YOUR ASSIGNMENT
Once you find the line with "[mark] concrete wall" in the entries below, return exactly every line from it through the line with "[mark] pink knit".

GIVEN ENTRIES
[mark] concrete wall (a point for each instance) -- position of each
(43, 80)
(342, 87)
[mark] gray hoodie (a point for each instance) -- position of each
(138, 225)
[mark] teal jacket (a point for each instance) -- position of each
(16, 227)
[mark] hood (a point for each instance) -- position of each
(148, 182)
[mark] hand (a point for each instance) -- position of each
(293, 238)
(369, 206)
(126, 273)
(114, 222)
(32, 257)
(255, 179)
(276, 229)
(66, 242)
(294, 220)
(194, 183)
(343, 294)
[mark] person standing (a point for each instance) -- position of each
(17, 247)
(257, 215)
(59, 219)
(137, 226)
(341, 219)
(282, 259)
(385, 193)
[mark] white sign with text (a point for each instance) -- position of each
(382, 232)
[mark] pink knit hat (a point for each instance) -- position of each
...
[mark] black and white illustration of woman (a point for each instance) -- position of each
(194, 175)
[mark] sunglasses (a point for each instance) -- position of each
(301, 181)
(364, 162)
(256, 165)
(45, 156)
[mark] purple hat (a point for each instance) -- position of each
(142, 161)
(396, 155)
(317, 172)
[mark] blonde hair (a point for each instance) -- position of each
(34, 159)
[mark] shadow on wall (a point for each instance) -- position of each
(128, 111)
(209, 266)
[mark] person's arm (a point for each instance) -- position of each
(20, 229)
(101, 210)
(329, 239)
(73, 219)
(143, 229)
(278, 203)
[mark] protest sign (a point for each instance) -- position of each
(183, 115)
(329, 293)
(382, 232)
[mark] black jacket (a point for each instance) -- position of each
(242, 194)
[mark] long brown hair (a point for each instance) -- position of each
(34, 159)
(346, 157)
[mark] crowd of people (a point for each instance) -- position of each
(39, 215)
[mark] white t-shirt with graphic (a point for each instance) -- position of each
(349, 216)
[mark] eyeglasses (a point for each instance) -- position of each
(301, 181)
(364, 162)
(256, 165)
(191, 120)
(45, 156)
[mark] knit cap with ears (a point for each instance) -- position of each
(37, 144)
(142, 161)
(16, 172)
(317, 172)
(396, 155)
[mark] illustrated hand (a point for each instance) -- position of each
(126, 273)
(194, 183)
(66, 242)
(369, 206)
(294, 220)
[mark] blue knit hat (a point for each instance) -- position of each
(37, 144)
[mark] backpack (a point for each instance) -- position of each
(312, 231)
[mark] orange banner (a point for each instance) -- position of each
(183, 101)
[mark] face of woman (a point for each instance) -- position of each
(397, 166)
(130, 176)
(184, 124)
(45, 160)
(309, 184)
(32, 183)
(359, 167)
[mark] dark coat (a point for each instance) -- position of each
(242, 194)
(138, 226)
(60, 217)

TASK SOLUTION
[mark] concrete wall (a point for each instance) -- position of each
(43, 80)
(342, 87)
[mark] gray hoodie (a point for each instance) -- position of each
(138, 225)
[mark] teal jacket (a point for each instance) -- position of each
(16, 227)
[mark] hood (a point for each instance) -- position of each
(148, 182)
[mark] hand (a point for each instance) -- position of each
(293, 238)
(369, 206)
(126, 273)
(114, 222)
(32, 257)
(255, 179)
(276, 229)
(66, 242)
(294, 220)
(194, 183)
(343, 294)
[mark] person standing (a point for each instance) -- position of each
(17, 247)
(257, 215)
(59, 219)
(137, 226)
(341, 219)
(282, 259)
(385, 193)
[mark] white sign with text (a point for each instance) -- position of each
(382, 232)
[mark] pink knit hat (a point for each instance) -- position of each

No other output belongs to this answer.